— start of DATA FOR THIS EXERCISE —

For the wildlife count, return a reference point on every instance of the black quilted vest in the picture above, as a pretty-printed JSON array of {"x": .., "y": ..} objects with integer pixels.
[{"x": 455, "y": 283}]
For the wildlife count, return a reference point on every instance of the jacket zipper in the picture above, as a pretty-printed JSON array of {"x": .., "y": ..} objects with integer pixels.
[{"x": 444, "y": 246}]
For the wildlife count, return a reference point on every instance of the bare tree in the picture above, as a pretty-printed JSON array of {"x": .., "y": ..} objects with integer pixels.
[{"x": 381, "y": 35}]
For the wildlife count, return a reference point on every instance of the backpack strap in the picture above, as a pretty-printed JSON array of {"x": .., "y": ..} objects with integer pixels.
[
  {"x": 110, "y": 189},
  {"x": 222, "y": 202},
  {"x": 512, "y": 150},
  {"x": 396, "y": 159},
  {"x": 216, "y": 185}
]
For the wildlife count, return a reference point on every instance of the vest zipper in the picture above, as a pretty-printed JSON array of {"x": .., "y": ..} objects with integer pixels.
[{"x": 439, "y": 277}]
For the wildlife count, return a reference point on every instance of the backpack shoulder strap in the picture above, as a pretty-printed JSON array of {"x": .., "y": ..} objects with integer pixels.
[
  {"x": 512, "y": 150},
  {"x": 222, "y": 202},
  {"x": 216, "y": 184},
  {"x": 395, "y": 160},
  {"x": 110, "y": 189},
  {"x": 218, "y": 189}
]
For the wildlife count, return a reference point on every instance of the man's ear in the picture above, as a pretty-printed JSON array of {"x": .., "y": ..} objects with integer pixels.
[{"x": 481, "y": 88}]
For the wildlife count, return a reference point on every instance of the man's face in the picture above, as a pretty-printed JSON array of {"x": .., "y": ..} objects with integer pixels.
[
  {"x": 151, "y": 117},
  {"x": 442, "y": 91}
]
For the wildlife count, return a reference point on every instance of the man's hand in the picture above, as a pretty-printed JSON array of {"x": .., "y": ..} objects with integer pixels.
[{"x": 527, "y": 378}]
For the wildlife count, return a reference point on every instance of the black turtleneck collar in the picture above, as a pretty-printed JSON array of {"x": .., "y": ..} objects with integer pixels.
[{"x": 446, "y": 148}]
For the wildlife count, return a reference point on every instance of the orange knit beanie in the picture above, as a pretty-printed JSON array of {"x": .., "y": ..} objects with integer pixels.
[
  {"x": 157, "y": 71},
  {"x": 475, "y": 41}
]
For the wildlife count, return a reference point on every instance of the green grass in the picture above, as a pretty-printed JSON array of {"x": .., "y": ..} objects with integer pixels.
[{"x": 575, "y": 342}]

— end of DATA FOR THIS EXERCISE —

▶ EXERCISE DETAILS:
Reproduce every one of the records above word for word, keeping each line in its original order.

▶ TASK SOLUTION:
For the wildlife count, return a reference point on every instance of the black quilted vest in the picture above, as a pretty-printed JSON array of {"x": .., "y": ..} objects with integer pixels.
[{"x": 455, "y": 283}]
For the wildlife count, return a reference point on every instance of the jacket zipper in the picture above, as a pretty-printed JSON array of {"x": .., "y": ..} objects with integer pixels.
[{"x": 444, "y": 246}]
For the wildlife count, return a reference point on every instance of the bare tree in the picture above, as a pretty-printed JSON array of {"x": .., "y": ..} objects with integer pixels.
[{"x": 381, "y": 35}]
For the wildlife count, return a reference point on every instance of the backpack strap in the picture above, as a pretty-printed JSON array of {"x": .., "y": ..} objects with integer pixels.
[
  {"x": 110, "y": 189},
  {"x": 222, "y": 202},
  {"x": 512, "y": 150},
  {"x": 396, "y": 159},
  {"x": 216, "y": 185}
]
For the wildlife count, return a reference point on every instance of the vest zipper in the picture above, as a pretty-printed JSON array of {"x": .., "y": ..} objects with integer pixels.
[{"x": 439, "y": 277}]
For the wildlife count, return a reference point on every instance of the backpack shoulder strap in the picture above, as a pretty-printed JSON array of {"x": .., "y": ..} objects with integer pixels.
[
  {"x": 512, "y": 150},
  {"x": 222, "y": 202},
  {"x": 216, "y": 184},
  {"x": 395, "y": 160},
  {"x": 110, "y": 189},
  {"x": 218, "y": 189}
]
For the wildlife count, return a reference point on every instance of the man's ear in the picture above, as a pretty-printed JSON array of {"x": .., "y": ..} objects with integer pixels.
[{"x": 481, "y": 88}]
For the wildlife count, return a reference point on every instance of the man's face in the picture above, as a pretty-printed JSON array of {"x": .., "y": ..} objects with integer pixels.
[
  {"x": 151, "y": 117},
  {"x": 442, "y": 91}
]
For the wildlife count, return a reference point on every instance of the man's hand in the picture above, as a pretty-printed JSON array of {"x": .., "y": ..} objects with integer pixels.
[{"x": 527, "y": 378}]
For the wildlife count, return a reference point on every instance of the black turtleneck collar in the picture above, as a pretty-printed JSON array of {"x": .., "y": ..} objects with integer pixels.
[{"x": 446, "y": 148}]
For the wildlife count, return a reference point on every instance of the orange knit beanie in the picture above, as a pretty-printed JSON array of {"x": .., "y": ..} objects with integer pixels.
[
  {"x": 157, "y": 71},
  {"x": 475, "y": 41}
]
For the wildlife count, return a reference point on every instance of the green grass in the picture above, as a pretty-printed JSON array of {"x": .., "y": ..} objects with integer pixels.
[{"x": 575, "y": 342}]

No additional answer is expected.